» Instruction
Retype the Chrysler Turbine passage word for word, starting with "Rochkind/Wikimedia Commons" and going on through "influence on tomorrow.".

» Document segment
Rochkind/Wikimedia Commons
A Chrysler Turbine sits on display next to a faux car model during the 1964 World Fair. The Turbine was the most famous product of Chrysler’s turbine program.

On May 14, 1963, a radical new car hit the roadways of the United States. It didn’t have a rumbling engine, nor did it have to exclusively run on one fuel type, and best of all, drivers never needed to change its oil. It was Chrysler’s newest experiment into gas-turbine propulsion, aptly named the Chrysler Turbine.
It wasn’t the first of its kind. From 1953 to 1962, a total of 16 vehicles were uniquely modified with experimental gas turbine engines, but none had the same impact on the public and potential influence on tomorrow.

» Data block
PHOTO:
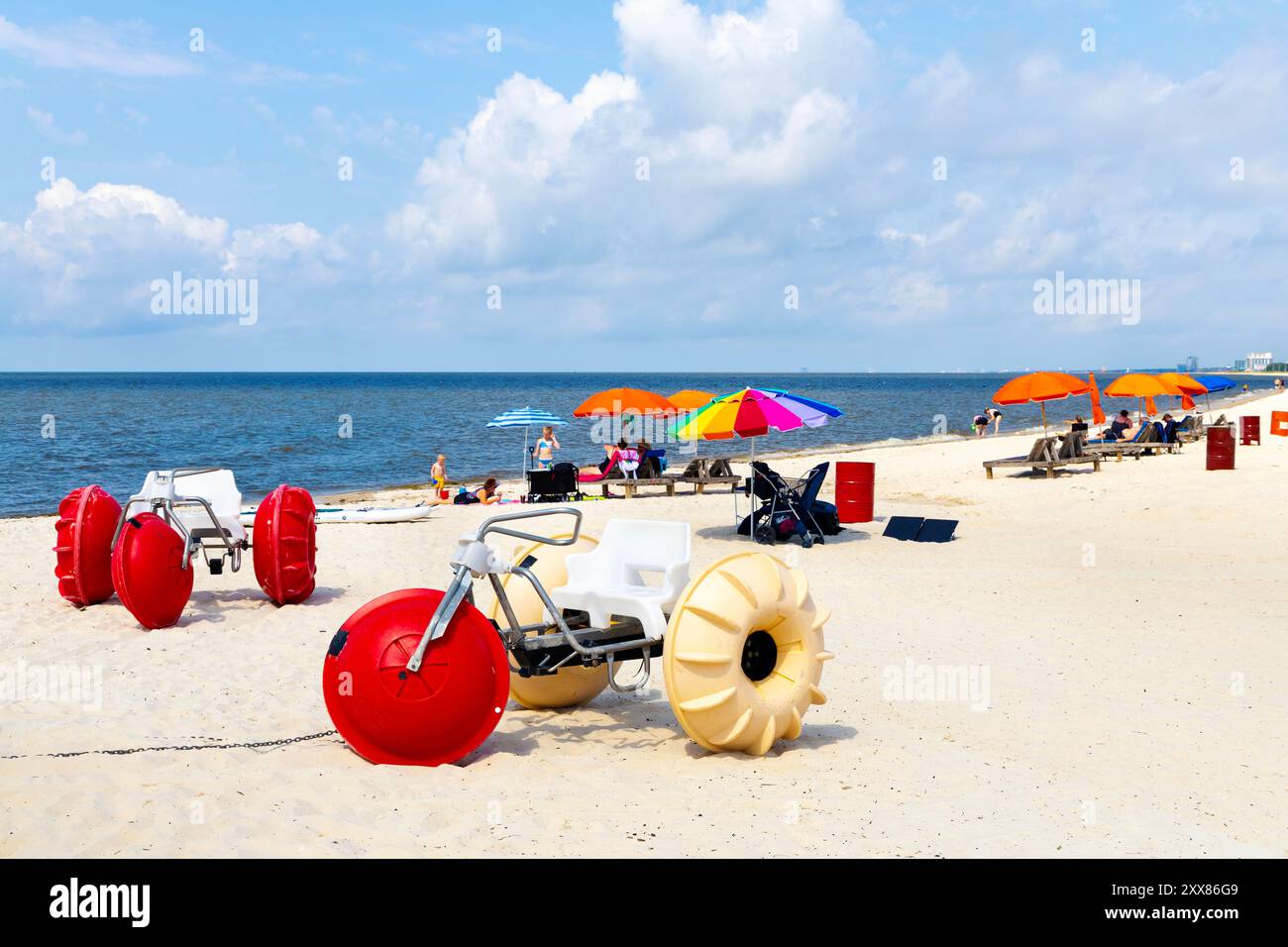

» Complete answer
Rochkind/Wikimedia Commons
A Chrysler Turbine sits on display next to a faux car model during the 1964 World Fair. The Turbine was the most famous product of Chrysler’s turbine program.

On May 14, 1963, a radical new car hit the roadways of the United States. It didn’t have a rumbling engine, nor did it have to exclusively run on one fuel type, and best of all, drivers never needed to change its oil. It was Chrysler’s newest experiment into gas-turbine propulsion, aptly named the Chrysler Turbine.
It wasn’t the first of its kind. From 1953 to 1962, a total of 16 vehicles were uniquely modified with experimental gas turbine engines, but none had the same impact on the public and potential influence on tomorrow.